Records to process:
┄┄┄┄┄┄┄┄┄┄

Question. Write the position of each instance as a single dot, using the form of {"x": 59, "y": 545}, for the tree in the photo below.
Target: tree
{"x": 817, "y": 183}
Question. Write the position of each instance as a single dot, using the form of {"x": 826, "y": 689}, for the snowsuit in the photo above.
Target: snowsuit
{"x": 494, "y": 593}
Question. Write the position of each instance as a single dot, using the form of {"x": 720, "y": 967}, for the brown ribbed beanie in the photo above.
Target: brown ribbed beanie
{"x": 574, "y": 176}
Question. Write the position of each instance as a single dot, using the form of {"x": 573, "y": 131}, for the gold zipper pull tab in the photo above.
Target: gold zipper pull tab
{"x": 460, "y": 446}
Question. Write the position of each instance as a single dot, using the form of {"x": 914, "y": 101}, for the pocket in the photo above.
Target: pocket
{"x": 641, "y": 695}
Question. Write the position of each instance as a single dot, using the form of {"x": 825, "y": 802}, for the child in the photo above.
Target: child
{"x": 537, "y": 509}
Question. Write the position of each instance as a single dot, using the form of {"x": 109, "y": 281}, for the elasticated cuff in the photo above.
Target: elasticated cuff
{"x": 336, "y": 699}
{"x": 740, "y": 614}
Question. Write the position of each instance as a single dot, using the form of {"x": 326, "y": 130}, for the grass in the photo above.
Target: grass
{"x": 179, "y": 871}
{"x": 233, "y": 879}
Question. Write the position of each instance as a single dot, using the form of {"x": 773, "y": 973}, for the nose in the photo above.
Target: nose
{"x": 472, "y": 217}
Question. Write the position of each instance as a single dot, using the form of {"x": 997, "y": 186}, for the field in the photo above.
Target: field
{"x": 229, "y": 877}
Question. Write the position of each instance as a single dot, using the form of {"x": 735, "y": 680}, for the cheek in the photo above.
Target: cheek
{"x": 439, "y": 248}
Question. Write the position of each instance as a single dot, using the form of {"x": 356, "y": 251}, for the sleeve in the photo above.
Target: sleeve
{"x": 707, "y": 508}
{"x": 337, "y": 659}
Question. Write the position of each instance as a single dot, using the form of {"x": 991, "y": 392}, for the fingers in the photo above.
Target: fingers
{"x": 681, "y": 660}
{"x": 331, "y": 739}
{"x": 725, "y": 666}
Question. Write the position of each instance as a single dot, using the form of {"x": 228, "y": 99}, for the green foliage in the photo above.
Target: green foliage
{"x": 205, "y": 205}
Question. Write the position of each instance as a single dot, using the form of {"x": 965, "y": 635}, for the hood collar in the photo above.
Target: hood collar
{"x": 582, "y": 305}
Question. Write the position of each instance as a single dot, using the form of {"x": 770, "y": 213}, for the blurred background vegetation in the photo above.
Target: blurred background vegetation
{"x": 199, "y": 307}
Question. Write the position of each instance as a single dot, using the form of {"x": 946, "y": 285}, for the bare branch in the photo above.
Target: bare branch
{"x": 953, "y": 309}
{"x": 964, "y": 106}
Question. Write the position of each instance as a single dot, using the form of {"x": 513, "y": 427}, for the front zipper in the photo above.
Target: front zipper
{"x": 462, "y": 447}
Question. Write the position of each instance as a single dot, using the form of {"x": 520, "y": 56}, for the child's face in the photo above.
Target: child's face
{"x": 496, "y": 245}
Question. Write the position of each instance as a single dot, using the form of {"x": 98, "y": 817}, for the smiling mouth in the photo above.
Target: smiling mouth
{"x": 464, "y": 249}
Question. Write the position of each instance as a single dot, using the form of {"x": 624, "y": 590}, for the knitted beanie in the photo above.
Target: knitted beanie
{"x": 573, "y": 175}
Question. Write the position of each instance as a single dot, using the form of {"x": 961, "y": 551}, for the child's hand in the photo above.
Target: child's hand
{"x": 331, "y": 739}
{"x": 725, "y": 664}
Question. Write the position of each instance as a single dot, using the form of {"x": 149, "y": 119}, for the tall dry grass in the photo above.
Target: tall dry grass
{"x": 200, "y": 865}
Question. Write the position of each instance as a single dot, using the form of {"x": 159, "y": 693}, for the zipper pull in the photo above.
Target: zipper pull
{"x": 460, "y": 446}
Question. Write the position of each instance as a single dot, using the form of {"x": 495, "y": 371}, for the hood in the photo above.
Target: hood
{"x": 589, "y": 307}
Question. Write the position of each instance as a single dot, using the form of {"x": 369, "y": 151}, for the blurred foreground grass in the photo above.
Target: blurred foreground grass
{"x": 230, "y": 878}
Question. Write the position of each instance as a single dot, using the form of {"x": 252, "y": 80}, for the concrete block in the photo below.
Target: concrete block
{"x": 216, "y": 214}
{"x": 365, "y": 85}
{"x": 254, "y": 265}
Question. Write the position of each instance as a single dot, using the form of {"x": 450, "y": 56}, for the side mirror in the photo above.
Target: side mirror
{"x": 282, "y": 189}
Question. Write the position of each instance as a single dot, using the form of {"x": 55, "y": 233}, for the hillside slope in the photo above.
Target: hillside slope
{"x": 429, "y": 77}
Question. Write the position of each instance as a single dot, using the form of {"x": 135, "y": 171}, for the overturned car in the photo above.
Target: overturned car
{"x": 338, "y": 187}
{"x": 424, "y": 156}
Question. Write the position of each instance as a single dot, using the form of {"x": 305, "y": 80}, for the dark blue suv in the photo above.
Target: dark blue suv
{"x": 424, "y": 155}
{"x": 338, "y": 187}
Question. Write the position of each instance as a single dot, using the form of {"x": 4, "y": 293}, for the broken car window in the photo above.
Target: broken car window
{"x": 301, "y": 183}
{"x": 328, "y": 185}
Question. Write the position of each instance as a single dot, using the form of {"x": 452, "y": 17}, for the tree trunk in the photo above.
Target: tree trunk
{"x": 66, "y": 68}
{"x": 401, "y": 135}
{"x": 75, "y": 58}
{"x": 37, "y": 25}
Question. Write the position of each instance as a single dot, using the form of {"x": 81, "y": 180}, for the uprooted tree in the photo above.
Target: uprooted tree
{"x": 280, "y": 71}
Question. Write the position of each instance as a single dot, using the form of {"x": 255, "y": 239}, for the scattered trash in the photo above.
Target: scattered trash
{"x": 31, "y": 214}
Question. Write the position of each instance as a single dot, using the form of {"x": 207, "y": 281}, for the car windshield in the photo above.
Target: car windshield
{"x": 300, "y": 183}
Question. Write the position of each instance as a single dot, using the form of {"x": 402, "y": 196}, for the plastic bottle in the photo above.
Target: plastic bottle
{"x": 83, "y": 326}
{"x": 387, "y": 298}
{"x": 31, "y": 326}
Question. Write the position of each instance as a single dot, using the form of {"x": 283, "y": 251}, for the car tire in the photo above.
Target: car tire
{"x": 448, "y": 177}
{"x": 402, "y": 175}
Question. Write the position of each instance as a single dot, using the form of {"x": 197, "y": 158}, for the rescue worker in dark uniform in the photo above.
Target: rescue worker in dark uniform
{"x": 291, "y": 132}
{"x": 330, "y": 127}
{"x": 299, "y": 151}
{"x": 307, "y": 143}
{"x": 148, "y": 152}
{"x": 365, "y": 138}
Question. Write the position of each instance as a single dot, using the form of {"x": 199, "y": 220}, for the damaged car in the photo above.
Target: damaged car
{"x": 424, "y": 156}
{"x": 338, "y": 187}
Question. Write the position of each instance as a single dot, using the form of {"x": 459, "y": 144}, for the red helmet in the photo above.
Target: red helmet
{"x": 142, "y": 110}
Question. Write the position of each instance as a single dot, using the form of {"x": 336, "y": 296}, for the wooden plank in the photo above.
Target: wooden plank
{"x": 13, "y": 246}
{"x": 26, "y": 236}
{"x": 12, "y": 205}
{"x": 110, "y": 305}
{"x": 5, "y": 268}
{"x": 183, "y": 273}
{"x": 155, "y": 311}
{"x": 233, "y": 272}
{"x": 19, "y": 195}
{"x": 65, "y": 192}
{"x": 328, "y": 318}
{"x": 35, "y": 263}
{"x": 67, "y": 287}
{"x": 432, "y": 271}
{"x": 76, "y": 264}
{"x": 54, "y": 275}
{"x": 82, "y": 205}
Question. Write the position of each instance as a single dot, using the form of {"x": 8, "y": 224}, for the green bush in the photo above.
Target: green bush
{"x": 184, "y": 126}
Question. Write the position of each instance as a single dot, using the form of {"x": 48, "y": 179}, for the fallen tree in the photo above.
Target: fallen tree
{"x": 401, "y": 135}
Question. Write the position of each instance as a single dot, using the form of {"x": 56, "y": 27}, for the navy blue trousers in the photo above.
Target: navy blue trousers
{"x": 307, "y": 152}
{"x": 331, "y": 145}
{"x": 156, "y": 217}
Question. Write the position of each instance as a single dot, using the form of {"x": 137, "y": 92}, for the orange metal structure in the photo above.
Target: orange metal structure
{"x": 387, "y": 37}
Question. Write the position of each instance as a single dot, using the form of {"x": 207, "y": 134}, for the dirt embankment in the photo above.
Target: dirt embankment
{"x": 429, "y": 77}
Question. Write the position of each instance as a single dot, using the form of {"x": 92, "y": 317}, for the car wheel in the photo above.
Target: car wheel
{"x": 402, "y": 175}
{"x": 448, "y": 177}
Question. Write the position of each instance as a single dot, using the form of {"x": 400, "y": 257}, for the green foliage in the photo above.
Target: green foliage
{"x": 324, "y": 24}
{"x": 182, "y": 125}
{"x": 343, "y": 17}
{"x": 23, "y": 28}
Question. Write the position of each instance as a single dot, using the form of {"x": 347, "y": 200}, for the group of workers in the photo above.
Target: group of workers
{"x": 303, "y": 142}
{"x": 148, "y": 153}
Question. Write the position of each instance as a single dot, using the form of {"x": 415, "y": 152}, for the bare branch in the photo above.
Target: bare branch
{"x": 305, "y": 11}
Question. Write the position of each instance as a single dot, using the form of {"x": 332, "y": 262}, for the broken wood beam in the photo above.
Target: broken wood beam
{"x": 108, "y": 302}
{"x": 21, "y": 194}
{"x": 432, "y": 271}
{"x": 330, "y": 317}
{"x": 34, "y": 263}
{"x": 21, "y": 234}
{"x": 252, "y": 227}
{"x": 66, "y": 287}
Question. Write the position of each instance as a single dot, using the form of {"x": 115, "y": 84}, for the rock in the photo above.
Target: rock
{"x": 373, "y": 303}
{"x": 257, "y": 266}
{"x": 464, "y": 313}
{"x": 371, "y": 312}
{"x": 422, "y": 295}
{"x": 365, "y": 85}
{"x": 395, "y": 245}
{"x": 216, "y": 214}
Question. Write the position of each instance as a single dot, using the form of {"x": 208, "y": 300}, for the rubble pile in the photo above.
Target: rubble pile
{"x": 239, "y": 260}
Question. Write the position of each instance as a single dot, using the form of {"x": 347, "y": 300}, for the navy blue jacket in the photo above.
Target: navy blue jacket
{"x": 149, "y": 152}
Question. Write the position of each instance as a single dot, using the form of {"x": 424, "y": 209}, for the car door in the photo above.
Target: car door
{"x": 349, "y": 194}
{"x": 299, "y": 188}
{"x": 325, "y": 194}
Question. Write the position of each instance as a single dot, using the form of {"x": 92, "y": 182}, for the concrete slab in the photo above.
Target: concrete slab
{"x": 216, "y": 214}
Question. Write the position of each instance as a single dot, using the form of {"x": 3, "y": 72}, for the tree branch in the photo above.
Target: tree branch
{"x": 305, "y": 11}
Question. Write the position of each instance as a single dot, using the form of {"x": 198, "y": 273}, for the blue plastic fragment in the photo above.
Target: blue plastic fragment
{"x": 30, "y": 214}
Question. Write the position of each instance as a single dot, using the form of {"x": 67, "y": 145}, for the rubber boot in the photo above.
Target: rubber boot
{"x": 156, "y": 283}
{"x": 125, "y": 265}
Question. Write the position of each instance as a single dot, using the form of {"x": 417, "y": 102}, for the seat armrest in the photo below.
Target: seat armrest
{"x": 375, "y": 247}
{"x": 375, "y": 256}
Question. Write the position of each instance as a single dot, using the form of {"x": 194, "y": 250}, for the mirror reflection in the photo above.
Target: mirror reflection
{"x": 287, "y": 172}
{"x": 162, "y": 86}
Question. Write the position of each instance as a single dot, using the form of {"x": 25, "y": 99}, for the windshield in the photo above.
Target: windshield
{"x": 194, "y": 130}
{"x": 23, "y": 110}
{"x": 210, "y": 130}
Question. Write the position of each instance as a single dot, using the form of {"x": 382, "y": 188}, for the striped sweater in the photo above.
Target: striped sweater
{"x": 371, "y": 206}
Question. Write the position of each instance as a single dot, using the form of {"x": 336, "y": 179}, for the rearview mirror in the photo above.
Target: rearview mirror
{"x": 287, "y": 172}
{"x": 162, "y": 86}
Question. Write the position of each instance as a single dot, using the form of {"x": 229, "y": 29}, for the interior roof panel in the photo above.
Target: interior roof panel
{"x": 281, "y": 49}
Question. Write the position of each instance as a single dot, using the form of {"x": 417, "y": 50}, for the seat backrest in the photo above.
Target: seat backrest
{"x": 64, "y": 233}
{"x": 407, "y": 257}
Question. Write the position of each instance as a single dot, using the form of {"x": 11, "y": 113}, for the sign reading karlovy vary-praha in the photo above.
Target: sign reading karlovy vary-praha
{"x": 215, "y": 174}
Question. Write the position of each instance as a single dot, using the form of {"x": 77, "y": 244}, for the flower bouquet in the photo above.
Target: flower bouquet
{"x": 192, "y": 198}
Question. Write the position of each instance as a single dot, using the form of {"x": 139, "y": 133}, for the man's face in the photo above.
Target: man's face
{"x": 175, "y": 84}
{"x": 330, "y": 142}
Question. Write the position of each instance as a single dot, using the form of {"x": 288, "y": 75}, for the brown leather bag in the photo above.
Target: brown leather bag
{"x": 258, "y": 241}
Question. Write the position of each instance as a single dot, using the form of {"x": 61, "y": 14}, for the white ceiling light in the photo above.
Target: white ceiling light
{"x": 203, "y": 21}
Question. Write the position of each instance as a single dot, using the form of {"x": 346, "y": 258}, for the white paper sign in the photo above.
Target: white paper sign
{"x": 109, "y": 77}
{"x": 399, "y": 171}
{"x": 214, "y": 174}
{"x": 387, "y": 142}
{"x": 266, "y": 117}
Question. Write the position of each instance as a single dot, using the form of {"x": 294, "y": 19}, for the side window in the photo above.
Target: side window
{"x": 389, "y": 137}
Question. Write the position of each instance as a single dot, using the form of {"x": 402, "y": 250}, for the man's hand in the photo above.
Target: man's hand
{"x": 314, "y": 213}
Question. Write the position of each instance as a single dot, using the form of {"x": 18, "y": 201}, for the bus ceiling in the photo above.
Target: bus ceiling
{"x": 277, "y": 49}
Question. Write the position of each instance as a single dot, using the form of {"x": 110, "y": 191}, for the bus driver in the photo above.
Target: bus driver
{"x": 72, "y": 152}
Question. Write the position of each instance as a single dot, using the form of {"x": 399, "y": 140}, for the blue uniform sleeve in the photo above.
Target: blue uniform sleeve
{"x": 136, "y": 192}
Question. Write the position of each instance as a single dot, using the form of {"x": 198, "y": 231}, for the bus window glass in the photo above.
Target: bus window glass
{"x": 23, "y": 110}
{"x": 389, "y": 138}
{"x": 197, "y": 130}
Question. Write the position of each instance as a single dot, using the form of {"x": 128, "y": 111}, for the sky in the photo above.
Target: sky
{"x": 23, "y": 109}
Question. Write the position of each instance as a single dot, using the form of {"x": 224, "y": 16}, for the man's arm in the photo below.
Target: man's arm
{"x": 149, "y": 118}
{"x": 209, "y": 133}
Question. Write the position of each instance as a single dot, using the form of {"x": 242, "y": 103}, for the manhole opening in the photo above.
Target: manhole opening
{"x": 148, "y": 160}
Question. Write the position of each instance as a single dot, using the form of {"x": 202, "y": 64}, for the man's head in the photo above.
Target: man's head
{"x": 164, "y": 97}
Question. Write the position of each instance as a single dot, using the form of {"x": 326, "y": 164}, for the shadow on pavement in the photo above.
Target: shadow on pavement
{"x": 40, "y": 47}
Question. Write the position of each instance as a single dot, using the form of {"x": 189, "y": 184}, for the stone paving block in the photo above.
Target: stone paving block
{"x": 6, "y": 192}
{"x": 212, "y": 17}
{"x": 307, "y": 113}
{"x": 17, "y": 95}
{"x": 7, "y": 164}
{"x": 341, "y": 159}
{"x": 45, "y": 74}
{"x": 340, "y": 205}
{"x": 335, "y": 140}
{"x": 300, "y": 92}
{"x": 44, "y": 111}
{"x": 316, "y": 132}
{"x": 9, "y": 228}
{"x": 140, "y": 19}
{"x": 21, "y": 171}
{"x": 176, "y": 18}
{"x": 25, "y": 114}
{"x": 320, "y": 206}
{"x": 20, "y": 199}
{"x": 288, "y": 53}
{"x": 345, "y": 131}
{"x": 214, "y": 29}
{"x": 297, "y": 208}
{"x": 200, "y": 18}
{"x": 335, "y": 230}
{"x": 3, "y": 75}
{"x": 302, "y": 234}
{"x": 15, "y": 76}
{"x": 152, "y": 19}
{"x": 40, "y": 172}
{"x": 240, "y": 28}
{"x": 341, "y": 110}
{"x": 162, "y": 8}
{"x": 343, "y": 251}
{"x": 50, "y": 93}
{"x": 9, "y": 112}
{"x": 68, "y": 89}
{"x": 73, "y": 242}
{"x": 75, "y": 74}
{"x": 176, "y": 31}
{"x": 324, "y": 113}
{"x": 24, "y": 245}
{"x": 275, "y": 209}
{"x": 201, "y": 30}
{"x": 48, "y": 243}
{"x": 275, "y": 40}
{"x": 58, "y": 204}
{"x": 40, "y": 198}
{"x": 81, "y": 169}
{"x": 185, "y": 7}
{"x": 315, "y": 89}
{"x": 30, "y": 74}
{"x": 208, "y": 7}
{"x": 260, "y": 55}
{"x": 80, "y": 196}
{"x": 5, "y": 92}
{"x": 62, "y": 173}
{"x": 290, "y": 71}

┄┄┄┄┄┄┄┄┄┄

What the task requires:
For each line of the data that includes the word "below", return a copy of it.

Answer space:
Question. Write the position of each instance as a single dot, using the form of {"x": 59, "y": 545}, for the tree in the photo below.
Question. Write the position of each instance as a single dot, using the form of {"x": 252, "y": 80}, for the concrete block in the photo below.
Question. Write the position of each instance as a single dot, using the form of {"x": 417, "y": 102}, for the seat armrest in the photo below.
Question. Write the position of each instance as a single dot, using the form of {"x": 224, "y": 16}, for the man's arm in the photo below.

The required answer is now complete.